Exercise passage:
* * * * * * * * *

Background information
- Origin: Brighton, England
- Genres: Indie rock; surf rock;
- Years active: 2014–present
- Labels: Duly Noted; Foxfive;
- Members: Izzy B. Phillips Chris Ostler Tommy Taylor Alex Woodward
- Past members: Tom Dewhurst
- Website: blackhoneyuk.co.uk

= Black Honey (band) =

British indie rock band

Black Honey are a British four-piece indie rock band formed in Brighton, England in 2014. The band is composed of lead singer and guitarist Izzy Baxter Phillips, guitarist Chris Ostler, bassist Tommy Taylor, and drummer Alex Woodward, who joined the group after the departure of Tom Dewhurst.

The band released an eponymous self-titled debut EP in late 2014 followed by a self-titled debut album in 2018. The album reached number 33 on the UK Albums Chart. Black Honey released their second album, Written & Directed, in March 2021. The album reached number 7 on the UK Albums Chart.

==History==
===Pre-Black Honey===

Black Honey formed in 2014, at BIMM Music Institute Brighton. Izzy and Chris had known each other for a decade prior to this when living in a squat in Dalston. Prior to starting a band together, Chris and Izzy studied music together at university.

Originally called 'Whats Your Vice?' from 2009 until 2011, the band went through several lineup changes, originally Izzy B. Phillips on vocals and guitar, Chris Ostler on guitar, Tom Chilton on Bass and Cookie on Drums. The band went through a string of bass players and eventually current band member Tommy Taylor joined 'Whats Your Vice?' on drums. They released a song called "Vampire".

By 2012 they had changed their name to 'Kill Moon', with Izzy, Chris, Tommy (now on bass) and Tom Dew on drums. The band released a series of singles, as well as an EP titled Jupiter.

===Black Honey (2014–2020)===
Black Honey officially formed in June 2014, releasing their first song under this name, "Sleep Forever", in the same month. Subsequent songs were released to form a self-titled debut EP, released in November 2014. The EP featured the tracks "Sleep Forever", "Teenager", "The Taste" and "Bloodlust".

The band toured during 2015, as well as playing Focus Wales Festival; Live at Leeds; Live at Glasgow; The Great Escape Festival; Wychwood Festival; Croatia Rocks; Secret Garden Party; 2000 Trees; Y Not Festival; Standon Calling; Kendal Calling; and Sunflower Lounge Birmingham. The band generated a lot of media interest during 2015.

* * * * * * * * *

Data shown:
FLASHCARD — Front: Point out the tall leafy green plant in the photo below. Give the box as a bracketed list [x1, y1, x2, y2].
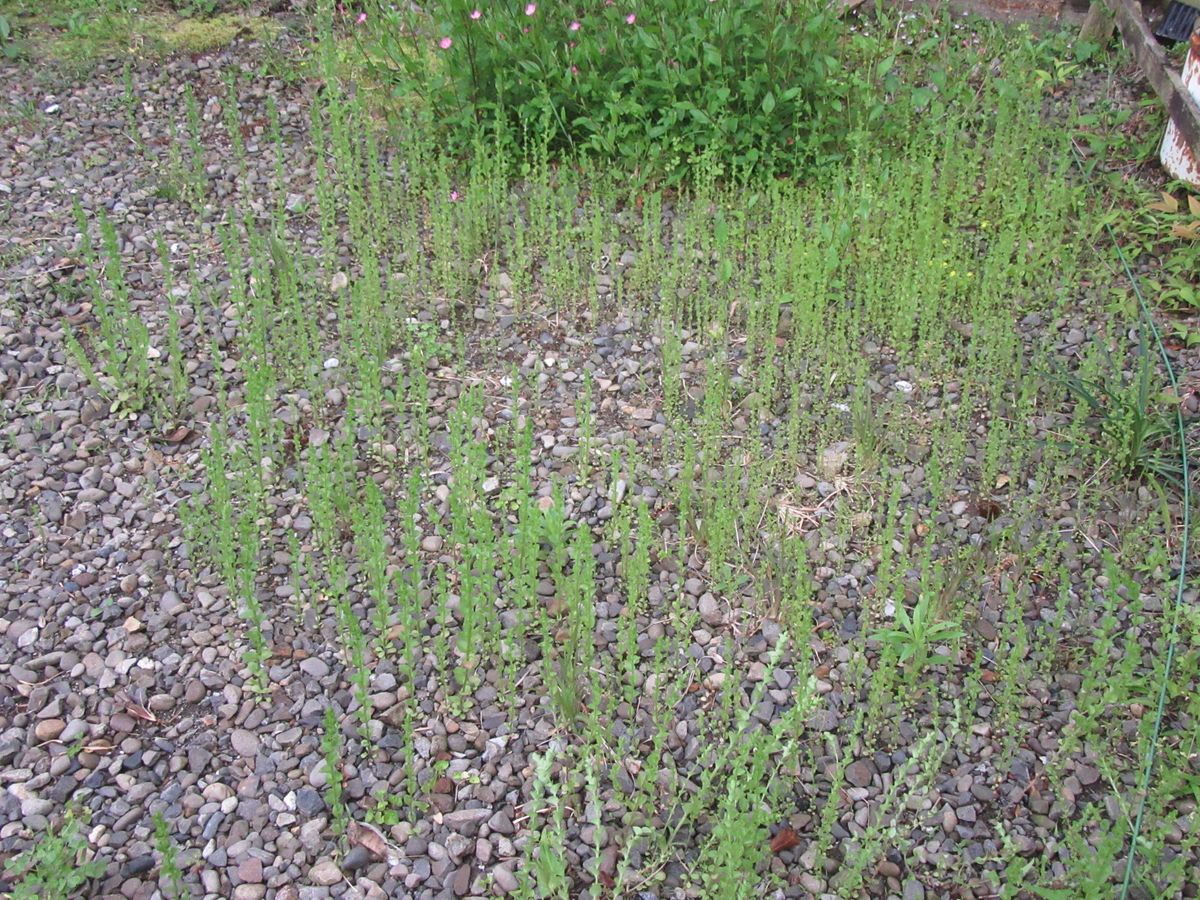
[367, 0, 851, 180]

* * * * * * * * *

Required work: Extract the part of the Black Honey article from "By 2012 they" up to and including "EP titled Jupiter.", word for word.

Written solution:
By 2012 they had changed their name to 'Kill Moon', with Izzy, Chris, Tommy (now on bass) and Tom Dew on drums. The band released a series of singles, as well as an EP titled Jupiter.